Each entry below should be returned exactly as is, with the pictures removed.
Listed entries: Begin
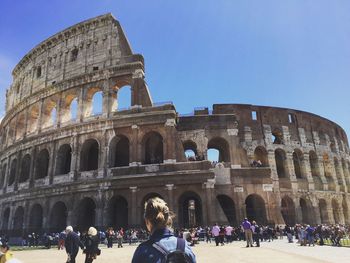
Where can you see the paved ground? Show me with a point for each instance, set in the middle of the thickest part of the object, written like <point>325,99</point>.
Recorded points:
<point>276,251</point>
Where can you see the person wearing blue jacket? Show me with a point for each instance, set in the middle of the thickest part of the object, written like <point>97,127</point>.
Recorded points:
<point>162,241</point>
Listed entries: End
### Exercise result
Where can you see the paved ground? Show me with a point for each instance, set in the middle of the thickest part of the object, written like <point>325,99</point>.
Recorded points:
<point>276,251</point>
Where can you see the person wearing blue jacket? Show me with a point for each instance, set in the middle of the thickest part of the object, written like <point>97,127</point>.
Recorded points:
<point>162,241</point>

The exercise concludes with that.